### PROBLEMS TO SOLVE
1: According to the Abner E. Sprague biography, whom did Sprague marry, and in what year?
2: Reproduce, word for word, the portion of the Abner E. Sprague biography that opens with the words containing "Abner E. Sprague (March" and closes with "rancher, and author.".

- Born: March 28, 1850 Dundee, Illinois
- Died: December 27, 1943 (aged 93) Denver, Colorado
- Occupations: Surveyor, civil engineer, explorer, innkeeper, author, and rancher
- Spouse: Mary Alberta Morrison ​ ​(m. 1888)​

= Abner E. Sprague =

Abner E. Sprague (March 28, 1850 – December 27, 1943), born in Illinois, was a pioneer of Larimer County, Colorado, arriving in the Colorado Territory at the age of 14. He grew up in the Big Thompson Valley and settled in Estes Park and Loveland. He was an explorer, surveyor, mountaineer, civil engineer, innkeeper, rancher, and author.

Most of his adult life was spent operating Sprague Hotel and Sprague Lodge outside of Estes Park. He built roads, brought in water and electricity for Sprague Lodge, and acted as a mountain guide for his visitors. Sprague Hotel, on Sprague's ranch, was called a dude ranch.

His works include Reminiscence of a Pioneer and My Pioneer Life: The Memoirs of Abner E. Sprague. He also contributed to Enos Mills' The story of Estes Park and a guidebook.

Sprague Lake, Sprague Mountain, and Sprague Pass in Rocky Mountain National Park were named after Sprague. Enos Mills named Sprague Glacier.

==Early life==
Abner E. Sprague, the son of Thomas and Mary Sprague, was born in Dundee, Illinois, on March 28, 1850. He had a brother Fred and sister Arab. Ten years after his birth, his father came to the Colorado Territory. Abner followed with an ox team in July 1864 and lived and was educated in the Big Thompson Valley in Larimer County, Colorado, near the border with Weld County. The family homesteaded in the Big Thompson canyon near Loveland, where they intended to farm the land, but frequent floods hampered their success. His father served in the legislature for the territory.

In 1868, Spraque traveled on horseback for ten days with two friends in the Estes Park and Rocky Mountain National Park area. They visited Rattlesnake Park (now Pinewood Lake), Quillan Gulch, Little Elk Park, Muggins Gulch, and Park Hill. They spent a night in the cabin of Dave Likins, who settled near Quillan Gulch and the Little Thompson River drainage. In 1872, he returned to the area that would become Estes Park with a group of men and women who traveled on horseback and three wagons. They passed by Griff Evans' cabin and camped at the foot of Prospect Mountain. In July 1874, Sprague and Alson Chapman rode horseback on a two-week trek of rain and high winds up to Wind River and to the foot of Longs Peak, which he climbed for the first time.

### RAW DATA

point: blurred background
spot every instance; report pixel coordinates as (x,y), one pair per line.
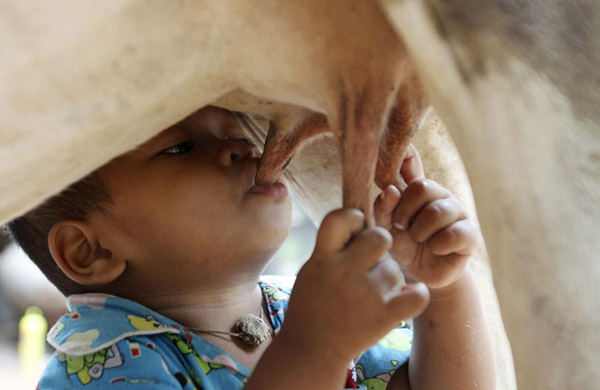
(30,305)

### PROBLEM SOLUTIONS
1: He married Mary Alberta Morrison in 1888.

2:
Abner E. Sprague (March 28, 1850 – December 27, 1943), born in Illinois, was a pioneer of Larimer County, Colorado, arriving in the Colorado Territory at the age of 14. He grew up in the Big Thompson Valley and settled in Estes Park and Loveland. He was an explorer, surveyor, mountaineer, civil engineer, innkeeper, rancher, and author.